• Set problem: Rewrite the data below with every instance of "query phrase" swapped for "search phrase", keeping everything else the same.
# START OF Material provided
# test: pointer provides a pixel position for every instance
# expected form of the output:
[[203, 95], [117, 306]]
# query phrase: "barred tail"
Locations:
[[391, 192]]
# END OF Material provided
• Solution to the exercise:
# test: pointer provides a pixel position for every instance
# expected form of the output:
[[203, 95], [117, 306]]
# search phrase: "barred tail"
Locations:
[[391, 192]]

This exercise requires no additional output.